Les auteurs de théâtre élisabéthain

En 80 ans, le métier de dramaturge va passer de la confidentialité des halls des universités à la reconnaissance et à l’approbation croissantes du public, puis se soumettra à un parti et à une classe, avant de disparaître pour près de deux décennies au début des années 1640. Les premiers auteurs sont des universitaires ; l’écriture dramatique n’est souvent pour eux qu’une activité secondaire, et leur statut social et leur situation financière n’en sont guère affectés. Les premiers dramaturges professionnels, qui ne tirent leurs revenus que de leurs productions littéraires, ont du mal à sortir de la pauvreté et mènent une vie difficile sans grande considération. Puis des auteurs à succès, comme Heywood, Shakespeare et Jonson, qui deviennent actionnaires de la troupe ou copropriétaires du théâtre pour lesquels ils travaillent, atteignent rapidement l’aisance financière et gagnent une reconnaissance sociale toute nouvelle. Ils montrent la voie à des gentlemen, comme Fletcher et Beaumont, ou à des lords très riches, comme Berkeley et Cavendish, qui ne craignent plus de déchoir en écrivant pour le théâtre.

Les premiers auteurs
On connaît peu de choses des dramaturges des deux premières décennies du règne d’Élisabeth. Les rares noms qui ont échappé à l’oubli sont liés à une université ou à une Inn of Court. Certains, comme Gager, n’ont écrit que des œuvres en latin, tandis que d’autres, comme Preston (La Vie de Cambyse, roi de Perse) ou Norton et Sackville (Gorboduc), ont fourni les premières véritables pièces de théâtre écrites en anglais.

À cette même époque, apparaît un groupe très distinctif de dramaturges, qui sont les responsables des enfants de la Chapelle et d’autres compagnies d’enfants de chœur, qui jouent devant la reine. Ces hommes, tels Richard Edwards, Sebastian Westcott ou Richard Farrant, sont des musiciens, des professeurs et des auteurs dramatiques. Sous leur direction, ces groupes d’enfants s’organisent en troupes d’acteurs, qui vont jouer, chanter et danser dans divers théâtres, ainsi que divertir la reine.

Un des successeurs de ces directeurs de troupe est John Lyly, un dramaturge élisabéthain, qui a une place à part, entre autres parce que son répertoire n’est pas destiné aux classes populaires. Après l’université, il acquiert ses premiers succès grâce à des nouvelles. Il dirige pendant quelques mois la troupe enfantine du comte d’Oxford et il fait jouer plusieurs de ses pièces, comme Campaspe, par les enfants de la Chapelle et les enfants de Paul. Il utilise rarement les vers, mais ses drames, inspirés par une légende, sont bien construits et possèdent un ton précieux et discrètement érotique qui lui est propre et qui inspirera d’autres auteurs, comme Thomas Lodge.

Les beaux esprits de l’université
Lyly appartient aussi à un groupe d’auteurs appelés les « university wits », qui sont passés par Oxford ou Cambridge en y obtenant leurs B.A. (Bachelor of Arts) et M.A. (Master of Arts). Parmi ceux-ci on peut citer Peele, Marlowe, Greene, Lodge, Watson et Nashe. Ils partagent beaucoup de points communs : ils sont tous issus au mieux de la classe moyenne, mais leur parcours universitaire leur permet de choisir une carrière littéraire. En plus d’œuvres dramatiques, ils écrivent des nouvelles, des pamphlets et des poèmes. Ils ont tous commencé à travailler pour le théâtre entre 1587 et 1593, et, en quête de renom, ils se retrouvent à mener à Londres une difficile vie de bohème, dépendant des libraires et des théâtres pour survivre.

▶ _Liste_
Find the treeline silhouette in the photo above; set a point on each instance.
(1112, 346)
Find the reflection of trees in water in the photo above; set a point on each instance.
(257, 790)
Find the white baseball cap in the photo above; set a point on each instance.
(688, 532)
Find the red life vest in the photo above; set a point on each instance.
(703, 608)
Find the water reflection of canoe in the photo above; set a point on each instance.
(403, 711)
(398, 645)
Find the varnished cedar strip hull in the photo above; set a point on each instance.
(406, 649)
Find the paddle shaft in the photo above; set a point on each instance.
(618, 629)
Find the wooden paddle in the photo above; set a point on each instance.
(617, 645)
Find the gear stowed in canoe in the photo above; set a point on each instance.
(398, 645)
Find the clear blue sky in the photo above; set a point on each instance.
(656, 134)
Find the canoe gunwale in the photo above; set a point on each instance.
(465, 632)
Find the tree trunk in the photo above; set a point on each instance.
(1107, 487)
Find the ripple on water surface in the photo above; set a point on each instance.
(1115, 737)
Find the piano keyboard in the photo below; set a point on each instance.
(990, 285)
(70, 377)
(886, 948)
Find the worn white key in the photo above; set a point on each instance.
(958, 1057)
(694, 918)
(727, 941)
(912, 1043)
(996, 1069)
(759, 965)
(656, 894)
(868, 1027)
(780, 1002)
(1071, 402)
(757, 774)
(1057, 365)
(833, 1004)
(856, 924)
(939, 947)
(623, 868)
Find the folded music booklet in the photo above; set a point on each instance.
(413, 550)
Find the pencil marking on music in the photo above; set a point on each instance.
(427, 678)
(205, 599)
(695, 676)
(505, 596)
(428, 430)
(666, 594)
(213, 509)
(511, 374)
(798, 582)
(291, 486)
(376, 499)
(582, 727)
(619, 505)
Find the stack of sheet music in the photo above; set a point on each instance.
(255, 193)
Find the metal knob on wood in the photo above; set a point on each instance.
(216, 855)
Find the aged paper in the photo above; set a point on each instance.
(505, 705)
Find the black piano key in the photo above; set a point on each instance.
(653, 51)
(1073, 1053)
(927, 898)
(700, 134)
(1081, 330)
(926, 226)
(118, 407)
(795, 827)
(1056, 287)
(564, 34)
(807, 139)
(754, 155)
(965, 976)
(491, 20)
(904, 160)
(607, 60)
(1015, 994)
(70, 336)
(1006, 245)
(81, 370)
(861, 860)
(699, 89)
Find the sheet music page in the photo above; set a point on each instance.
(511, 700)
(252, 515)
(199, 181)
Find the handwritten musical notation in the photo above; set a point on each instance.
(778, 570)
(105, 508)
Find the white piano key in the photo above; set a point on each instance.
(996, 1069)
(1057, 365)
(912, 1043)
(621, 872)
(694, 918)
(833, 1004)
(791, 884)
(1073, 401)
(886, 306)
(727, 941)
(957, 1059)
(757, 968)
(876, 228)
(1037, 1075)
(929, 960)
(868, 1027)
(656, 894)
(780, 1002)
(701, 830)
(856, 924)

▶ _Consignes_
[A] D'après le texte sur les auteurs de théâtre élisabéthain, entre quelles années les « university wits » ont-ils tous commencé à travailler pour le théâtre ?
[B] Recopiez le passage du texte sur les auteurs de théâtre élisabéthain en commençant aux mots « Les beaux esprits » et en vous arrêtant après « théâtres pour survivre. ».
La liste n'a aucun lien avec le texte.

▶ _Corrigés_
[A] Entre 1587 et 1593.

[B]
Les beaux esprits de l’université
Lyly appartient aussi à un groupe d’auteurs appelés les « university wits », qui sont passés par Oxford ou Cambridge en y obtenant leurs B.A. (Bachelor of Arts) et M.A. (Master of Arts). Parmi ceux-ci on peut citer Peele, Marlowe, Greene, Lodge, Watson et Nashe. Ils partagent beaucoup de points communs : ils sont tous issus au mieux de la classe moyenne, mais leur parcours universitaire leur permet de choisir une carrière littéraire. En plus d’œuvres dramatiques, ils écrivent des nouvelles, des pamphlets et des poèmes. Ils ont tous commencé à travailler pour le théâtre entre 1587 et 1593, et, en quête de renom, ils se retrouvent à mener à Londres une difficile vie de bohème, dépendant des libraires et des théâtres pour survivre.